BEGIN DOCUMENT EXTRACT

White Pine Ski Area gears up for the 2002-2003 Season
White Pine Ski Area is getting ready for the upcoming season, which is targeted for Thanksgiving, weather permitting. The Ski Shop at the lodge is now open Fridays and Saturdays from 10 am until 6 pm. New items at the Ski Shop are Rossignol, K2, NeverSummer, Drake, Swag Yakima, Scott, Dragon, Northwave and Protec. Season Passes are now available at the Ski Shop as well. Pre-season rates are $250 for adults and $200 for youths 12 and under. Pre-season rates are effective October 4th-November 20th, 2002. After those dates, the regular season rates for Season Passes is $360 for adults and $285 for youths 12 and under. White Pine also offers an equipment lease program starting Friday, October 4th for ages 14 and under.
   White Pine Ski Area is located approximately 10 miles east of Pinedale, on the Skyline Drive Road in the Bridger-Teton National Forest. The White Pine Snow Report recorded message can be found by dialing 307-367-6606. More information is available at their web site,

Sublette County Visitor Web Site
The Sublette County Joint Tourism Promotion Board now has their visitor web site online to the public. The Tourism Board is funded through money generated from a 3% county-wide lodging tax. Revenues are distributed to groups and organizations in the county to help pay for advertising and promotion that brings outside visitors into Sublette County. The web site, which will be growing each month as new information pages are added, is being done by Wind River Web Services in Pinedale, which also does this Pinedale Online web site. Information is available about area attractions, outdoor recreation, events, local communities, heritage and more. Included is trip planning information and a feedback form for more information. Visitors requesting more information about Sublette County can call the Sublette County Visitor's Center, which is operating from the Pinedale Area Chamber of Commerce hut, at 1-888-285-7282, or e-mail: The web site can be found at:

Area Jobs
What kind of jobs are available in the Pinedale area right now?

  • Several local restaurants are looking for wait person help, dishwashers, and part-time cooks. See Sweetwater's Soda Shoppe or McGregor's Pub if you are interested.
  • Nocora is taking applications for year-round full time sewing macine operators and prep workers, no experience necessary. Call them at 307-367-2206 or pick up an application at 269 S. Cole.
  • Also, White Pine Ski Area is gearing up for the 2002-2003 winter season and is looking for full and part-time help wiht the lift crew, food service, ticket office and ski & snowboard instructors. Call the ski area at 207-367-6606 ext 6 to request an application.
  • GM Construction is looking for carpenters to work in the Big Piney area. Pay is $15-$25/hour, depending on experience, and housing is available. Call them at 307-859-8229.
  • The Pinedale Roundup newspaper is looking for a full-time general assignment writer/photographer. Send resume with references to the Pinedale Roundup at PO Box 100, Pinedale 82941 or call Rob at 307-367-2123.
  • Questar Exploration & Production is looking for a Senior Utility Worker/Field Operator in the Pinedale Field. Must have 1-2 years experience in operation and maintenance of oil and natural gas wells, various types of production equipment, compressors, and pumps. Must operator four wheel drive equipment, possess valid driver's license, pass drug screening and subject to DOT requirements. Resume and salary requirements can be sent to Frances Bosch, Questar Exploration & Production, PO Box 45601, Salt Lake City, UT 84145-0601 or fax to 801-324-2782.
  • The best way to get more information about local jobs is in the classifieds of our two local newspapers, the Pinedale Roundup and the Sublette Examiner, which are printed weekly on Thursdays. The nearest Job Placement Services office is in Rock Springs, Wyoming, but many of the local jobs are not advertised with this agency. The Pinedale Area Chamber of Commerce/Sublette County Visitor's Center can provide information about the area, local businesses, and real estate.

END DOCUMENT EXTRACT
BEGIN DATASET CONTENT

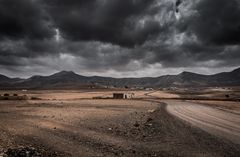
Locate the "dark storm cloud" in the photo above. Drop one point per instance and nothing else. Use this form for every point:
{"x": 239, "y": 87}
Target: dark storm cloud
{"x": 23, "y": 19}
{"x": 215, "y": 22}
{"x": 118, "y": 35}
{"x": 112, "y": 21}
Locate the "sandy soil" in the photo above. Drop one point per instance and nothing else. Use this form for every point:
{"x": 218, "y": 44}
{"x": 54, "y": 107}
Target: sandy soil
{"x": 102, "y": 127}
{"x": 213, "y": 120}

END DATASET CONTENT
BEGIN DATASET CONTENT

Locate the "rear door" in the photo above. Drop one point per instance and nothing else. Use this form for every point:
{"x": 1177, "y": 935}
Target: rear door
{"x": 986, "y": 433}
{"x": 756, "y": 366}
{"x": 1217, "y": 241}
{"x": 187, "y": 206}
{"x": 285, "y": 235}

END DATASET CONTENT

WHAT THE TASK ASKS: In the Pinedale area news text, translate this sentence into Spanish: "The Ski Shop at the lodge is now open Fridays and Saturdays from 10 am until 6 pm."

OUTPUT BELOW: La tienda de esquí del albergue ahora está abierta los viernes y sábados de 10 a. m. a 6 p. m.